Entries taken from a collection:

● ● ● ●

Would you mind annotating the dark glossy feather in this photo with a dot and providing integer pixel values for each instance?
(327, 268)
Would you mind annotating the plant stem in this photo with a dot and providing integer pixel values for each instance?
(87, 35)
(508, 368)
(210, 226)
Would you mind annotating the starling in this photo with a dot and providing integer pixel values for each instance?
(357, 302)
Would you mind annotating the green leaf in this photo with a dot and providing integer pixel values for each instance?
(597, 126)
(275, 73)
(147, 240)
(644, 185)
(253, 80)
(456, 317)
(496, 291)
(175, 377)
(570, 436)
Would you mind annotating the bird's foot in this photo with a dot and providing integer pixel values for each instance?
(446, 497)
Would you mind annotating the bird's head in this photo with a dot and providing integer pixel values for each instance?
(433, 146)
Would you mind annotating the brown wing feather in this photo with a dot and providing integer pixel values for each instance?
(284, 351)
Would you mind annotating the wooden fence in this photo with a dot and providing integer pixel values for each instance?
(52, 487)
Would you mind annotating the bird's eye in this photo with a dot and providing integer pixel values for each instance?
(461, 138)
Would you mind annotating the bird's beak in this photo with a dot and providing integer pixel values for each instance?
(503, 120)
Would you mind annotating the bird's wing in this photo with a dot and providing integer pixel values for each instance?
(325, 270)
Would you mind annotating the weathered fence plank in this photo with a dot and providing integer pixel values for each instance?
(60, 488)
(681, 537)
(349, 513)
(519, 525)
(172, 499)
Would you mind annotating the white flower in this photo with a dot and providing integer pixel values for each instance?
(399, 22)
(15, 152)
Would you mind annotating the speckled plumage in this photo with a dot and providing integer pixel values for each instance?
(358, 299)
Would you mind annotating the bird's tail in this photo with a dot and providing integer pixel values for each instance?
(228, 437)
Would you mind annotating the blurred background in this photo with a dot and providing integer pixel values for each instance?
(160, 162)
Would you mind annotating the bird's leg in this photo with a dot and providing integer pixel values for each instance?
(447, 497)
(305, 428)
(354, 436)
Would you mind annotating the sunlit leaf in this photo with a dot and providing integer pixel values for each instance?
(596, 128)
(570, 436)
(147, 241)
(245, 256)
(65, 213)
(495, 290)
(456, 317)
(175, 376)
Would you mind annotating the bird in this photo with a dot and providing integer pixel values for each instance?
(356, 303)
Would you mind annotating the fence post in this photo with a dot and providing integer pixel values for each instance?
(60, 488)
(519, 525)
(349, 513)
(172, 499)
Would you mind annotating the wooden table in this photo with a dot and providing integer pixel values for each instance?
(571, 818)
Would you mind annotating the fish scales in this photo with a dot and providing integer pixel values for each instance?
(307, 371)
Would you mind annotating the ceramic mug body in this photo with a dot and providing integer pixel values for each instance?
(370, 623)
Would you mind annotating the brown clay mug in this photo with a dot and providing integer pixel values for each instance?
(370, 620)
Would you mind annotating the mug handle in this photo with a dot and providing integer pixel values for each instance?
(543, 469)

● ● ● ●

Lay out every line of the data above as a Markdown table with two columns, Row and Line, numbering the rows in order and leaving out any blank lines.

| Row | Line |
|---|---|
| 1 | Would you mind annotating the dark glossy feather in this photo with a dot and providing integer pixel values for each instance? |
| 2 | (327, 268) |
| 3 | Would you mind annotating the plant stem in this photo with a dot and providing integer pixel values for each instance? |
| 4 | (87, 35) |
| 5 | (508, 368) |
| 6 | (210, 226) |
| 7 | Would you mind annotating the starling in this photo with a dot and providing integer pixel values for each instance? |
| 8 | (357, 302) |
| 9 | Would you mind annotating the green leaf in this photo with a dot and providing integer pixel values for each instance? |
| 10 | (597, 126) |
| 11 | (275, 73) |
| 12 | (147, 240) |
| 13 | (644, 185) |
| 14 | (253, 80) |
| 15 | (456, 317) |
| 16 | (496, 291) |
| 17 | (175, 377) |
| 18 | (570, 436) |
| 19 | Would you mind annotating the bird's foot in this photo with a dot and providing integer pixel values for each instance? |
| 20 | (446, 497) |
| 21 | Would you mind annotating the bird's head in this photo with a dot and providing integer pixel values for each instance? |
| 22 | (433, 146) |
| 23 | Would you mind annotating the brown wing feather in this photo with a dot and providing integer pixel values for each instance? |
| 24 | (284, 351) |
| 25 | Would you mind annotating the wooden fence in this photo with a dot and providing integer pixel values for each instance? |
| 26 | (52, 487) |
| 27 | Would you mind annotating the bird's eye in this photo with a dot and providing integer pixel values for each instance? |
| 28 | (461, 138) |
| 29 | Would you mind annotating the bird's beak in this photo with a dot and providing integer pixel values for each instance? |
| 30 | (503, 120) |
| 31 | Would you mind annotating the bird's wing in this photo with a dot and providing integer pixel values for each instance? |
| 32 | (325, 270) |
| 33 | Would you mind annotating the weathered fence plank in this photo with a dot and providing integer pixel values for each instance? |
| 34 | (60, 488) |
| 35 | (681, 537) |
| 36 | (349, 513) |
| 37 | (519, 525) |
| 38 | (172, 499) |
| 39 | Would you mind annotating the white flower in this photo with a dot and providing integer pixel values for each instance? |
| 40 | (399, 22) |
| 41 | (15, 152) |
| 42 | Would you mind annotating the speckled plumage in this photo with a dot and providing integer pixel values for each instance? |
| 43 | (358, 299) |
| 44 | Would you mind annotating the bird's tail in this photo with a dot and providing integer pixel values for each instance? |
| 45 | (228, 437) |
| 46 | Would you mind annotating the blurred background in this photo with a dot and providing integer pixel values for each instance? |
| 47 | (160, 162) |
| 48 | Would you mind annotating the bird's leg in this photo with a dot and providing integer pixel values for each instance? |
| 49 | (447, 497) |
| 50 | (305, 428) |
| 51 | (354, 436) |
| 52 | Would you mind annotating the sunlit leaf in this photo with a dot and providing integer pixel values for each instance? |
| 53 | (596, 128) |
| 54 | (570, 436) |
| 55 | (147, 241) |
| 56 | (245, 256) |
| 57 | (65, 213) |
| 58 | (495, 290) |
| 59 | (456, 317) |
| 60 | (175, 376) |
| 61 | Would you mind annotating the bird in this photo with a dot and providing integer pixel values for each instance? |
| 62 | (356, 303) |
| 63 | Would you mind annotating the fence post in this photo with a dot and providing integer pixel values for each instance? |
| 64 | (60, 488) |
| 65 | (519, 525) |
| 66 | (349, 513) |
| 67 | (172, 499) |
| 68 | Would you mind annotating the wooden table in this photo with a dot and providing integer pixel values for each instance? |
| 69 | (571, 818) |
| 70 | Would you mind annotating the fish scales in this photo with a dot and providing integer pixel values for each instance? |
| 71 | (307, 371) |
| 72 | Would you mind annotating the ceramic mug body in this photo with a dot and providing integer pixel values for each instance? |
| 73 | (370, 623) |
| 74 | Would you mind annotating the brown clay mug in this photo with a dot and providing integer pixel values for each instance? |
| 75 | (370, 620) |
| 76 | Would you mind annotating the mug handle in this photo with a dot and providing integer pixel values for each instance? |
| 77 | (543, 469) |